Jordan Peterson's New Book Stirs Controversy At Penguin Random House Canada

Canadian clinical psychologist and commentator Jordan Peterson is releasing a new book through Penguin Random House Canada, which is causing pushback from some of its staffers.

As reported by Vice News, the publisher announced on Monday that it would be releasing Beyond Order: 12 More Rules for Life in March 2021. In response, some staffers allegedly expressed opposition to the decision to platform Peterson, who has sparked controversy for his commentary on political and cultural issues.

One junior employee argued that Peterson is an "icon of hate speech" and "white supremacy." Another claimed that people cried at the company town hall centered around the book on Monday as they discussed how Peterson had negatively affected their lives.

Penguin Random House Canada issued a statement to Vice News in which it supported its workers' rights to express their opinion on the company's decision to publish the book.

"Our employees have started an anonymous feedback channel, which we fully support. We are open to hearing our employees' feedback and answering all of their questions. We remain committed to publishing a range of voices and viewpoints."
Peterson first drew national attention for his opposition to Bill C-16 — which sought to increase protections for non-binary and trans Canadians — and argued it did not bode well for free speech protections in the country. He also penned the self-help book 12 Rules for Life: An Antidote to Chaos.

Text-to-region grounding lines:

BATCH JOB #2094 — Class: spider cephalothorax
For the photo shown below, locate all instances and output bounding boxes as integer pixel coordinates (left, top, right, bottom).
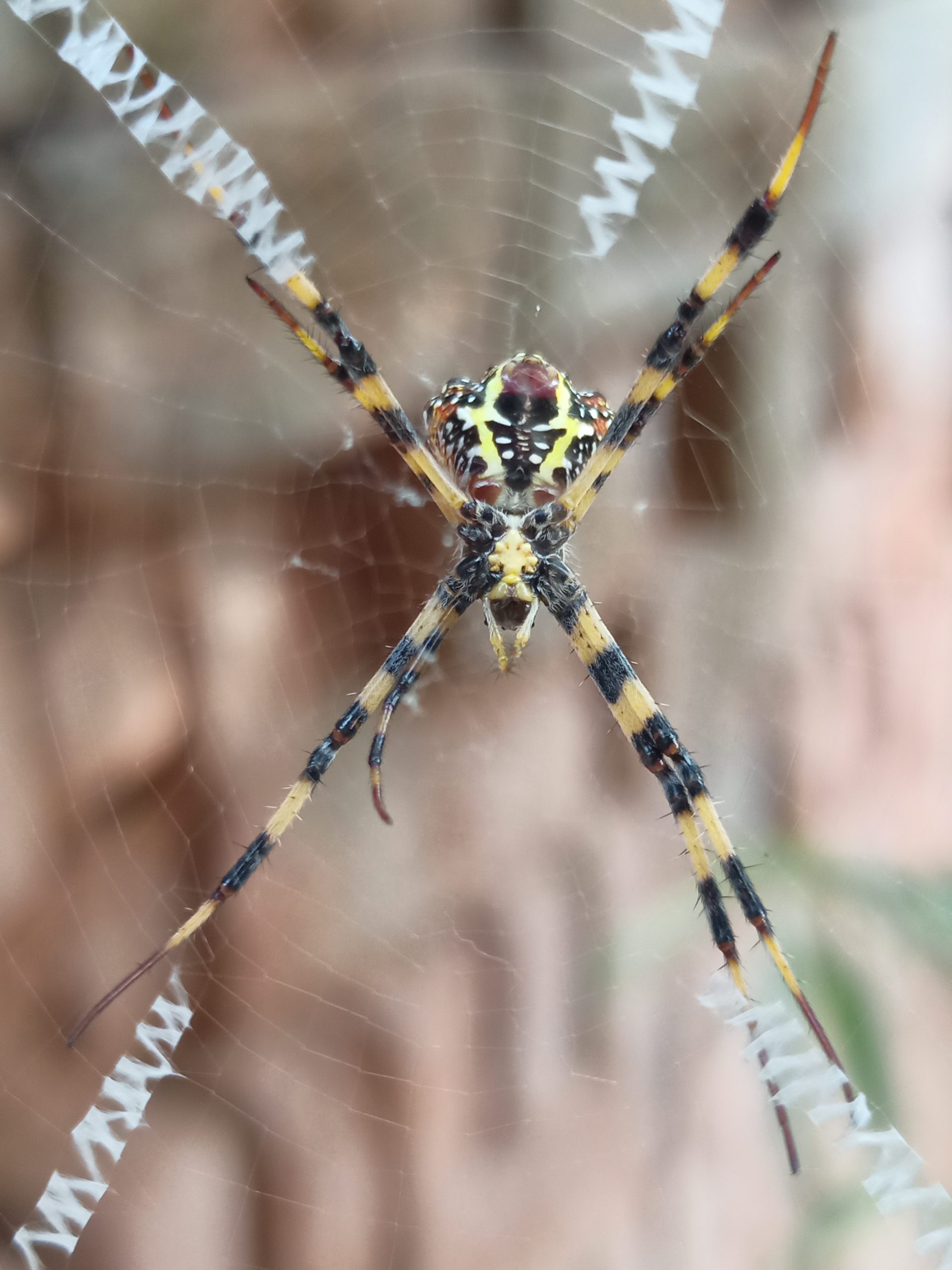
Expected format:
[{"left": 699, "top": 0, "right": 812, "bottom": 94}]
[
  {"left": 72, "top": 20, "right": 853, "bottom": 1170},
  {"left": 425, "top": 353, "right": 612, "bottom": 671},
  {"left": 425, "top": 353, "right": 612, "bottom": 512}
]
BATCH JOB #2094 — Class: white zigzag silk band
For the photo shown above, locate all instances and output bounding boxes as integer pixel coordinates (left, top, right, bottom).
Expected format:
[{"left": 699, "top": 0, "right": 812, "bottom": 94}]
[
  {"left": 7, "top": 0, "right": 312, "bottom": 283},
  {"left": 13, "top": 969, "right": 192, "bottom": 1270},
  {"left": 701, "top": 970, "right": 952, "bottom": 1270},
  {"left": 579, "top": 0, "right": 726, "bottom": 258}
]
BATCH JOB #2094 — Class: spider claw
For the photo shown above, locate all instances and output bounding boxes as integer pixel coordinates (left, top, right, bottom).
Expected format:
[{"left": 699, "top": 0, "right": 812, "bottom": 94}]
[{"left": 371, "top": 767, "right": 394, "bottom": 824}]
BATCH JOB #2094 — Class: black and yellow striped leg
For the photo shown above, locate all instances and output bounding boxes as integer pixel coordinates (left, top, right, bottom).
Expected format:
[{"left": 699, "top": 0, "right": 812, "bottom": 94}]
[
  {"left": 247, "top": 274, "right": 467, "bottom": 524},
  {"left": 368, "top": 615, "right": 464, "bottom": 824},
  {"left": 67, "top": 556, "right": 492, "bottom": 1045},
  {"left": 549, "top": 33, "right": 836, "bottom": 524},
  {"left": 536, "top": 559, "right": 853, "bottom": 1143}
]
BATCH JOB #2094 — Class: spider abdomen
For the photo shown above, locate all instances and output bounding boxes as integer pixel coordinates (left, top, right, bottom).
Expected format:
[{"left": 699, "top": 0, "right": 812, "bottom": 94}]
[{"left": 425, "top": 353, "right": 612, "bottom": 512}]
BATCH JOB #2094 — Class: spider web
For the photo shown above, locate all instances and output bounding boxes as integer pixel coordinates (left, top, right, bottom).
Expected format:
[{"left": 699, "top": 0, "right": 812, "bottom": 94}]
[{"left": 0, "top": 0, "right": 952, "bottom": 1270}]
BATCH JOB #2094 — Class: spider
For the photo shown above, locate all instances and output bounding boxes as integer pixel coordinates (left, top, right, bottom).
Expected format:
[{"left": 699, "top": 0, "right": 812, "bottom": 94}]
[{"left": 68, "top": 33, "right": 853, "bottom": 1172}]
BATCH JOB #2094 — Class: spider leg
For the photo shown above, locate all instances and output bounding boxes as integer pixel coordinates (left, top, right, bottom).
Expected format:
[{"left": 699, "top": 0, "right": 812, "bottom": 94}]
[
  {"left": 551, "top": 32, "right": 836, "bottom": 528},
  {"left": 121, "top": 63, "right": 467, "bottom": 524},
  {"left": 536, "top": 558, "right": 854, "bottom": 1143},
  {"left": 368, "top": 611, "right": 460, "bottom": 824},
  {"left": 66, "top": 556, "right": 491, "bottom": 1045},
  {"left": 247, "top": 273, "right": 469, "bottom": 524}
]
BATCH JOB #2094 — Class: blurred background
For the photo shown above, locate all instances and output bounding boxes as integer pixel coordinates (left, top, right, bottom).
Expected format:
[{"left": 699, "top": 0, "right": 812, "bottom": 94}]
[{"left": 0, "top": 0, "right": 952, "bottom": 1270}]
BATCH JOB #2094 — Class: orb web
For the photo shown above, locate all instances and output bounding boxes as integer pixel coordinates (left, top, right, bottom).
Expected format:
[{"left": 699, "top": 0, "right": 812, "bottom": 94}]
[{"left": 0, "top": 0, "right": 952, "bottom": 1268}]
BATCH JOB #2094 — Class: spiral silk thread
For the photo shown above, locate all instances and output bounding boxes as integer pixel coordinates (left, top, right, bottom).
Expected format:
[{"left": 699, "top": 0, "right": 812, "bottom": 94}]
[
  {"left": 579, "top": 0, "right": 726, "bottom": 258},
  {"left": 13, "top": 969, "right": 192, "bottom": 1270},
  {"left": 701, "top": 970, "right": 952, "bottom": 1270}
]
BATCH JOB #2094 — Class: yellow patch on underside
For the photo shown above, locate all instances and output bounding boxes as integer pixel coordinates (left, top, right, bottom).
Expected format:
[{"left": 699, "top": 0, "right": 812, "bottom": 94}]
[{"left": 469, "top": 370, "right": 583, "bottom": 485}]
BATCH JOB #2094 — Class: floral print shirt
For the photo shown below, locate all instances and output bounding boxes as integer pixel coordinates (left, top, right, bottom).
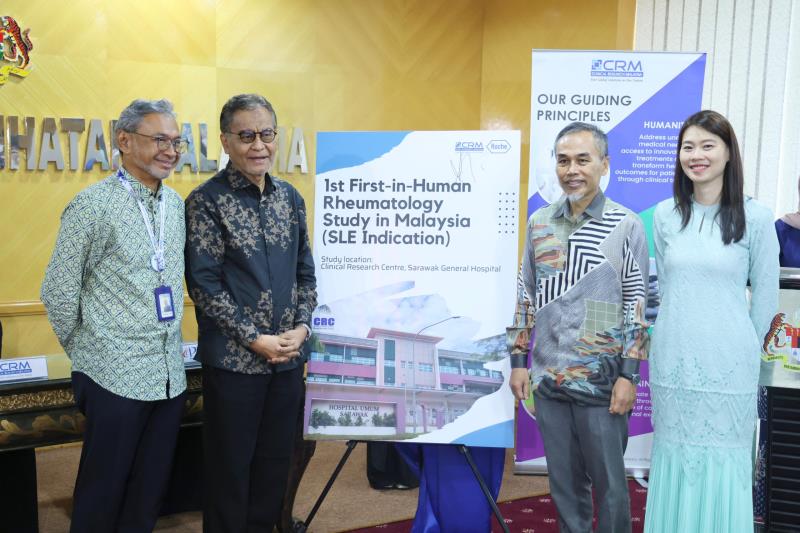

# [WHAT IS EXPECTED]
Continue the article about the staff reaction to Jordan Peterson's new book, picking up right after its last sentence.

# [ANSWER FOR THIS EXERCISE]
Anne Collins, publisher of Knopf Random Canada Publishing Group — which Peterson's book will be published under — argued that his strategies had "helped millions of people who are on the fringes of society." She suggested that without Peterson's help, these individuals would be radicalized by alt-right groups. But Collins' claims didn't convince everyone. One employee claimed that she was attempting to put a positive spin on the publisher's decision to release the title.

The controversy around the book has generated varying opinions on social media.

According to Entertainment Focus, Peterson's new work will focus on gaining meaning from life by exploring the unknown and adapting to a world that is always changing.
"Beyond Order therefore calls on us to balance the two fundamental principles of reality – order and chaos – and reveals the profound meaning that can be found on the path that divides them."
The book comes on the heels of Peterson's stint in a Russian hospital after becoming addicted to the benzodiazepine anti-anxiety drug clonazepam, which is known by the brand name Klonopin. As The Inquisitr reported, the psychologist was alleged to have suffered from neurological damage during this recovery and a bout of pneumonia, which prompted doctors to place him in an induced coma for eight days.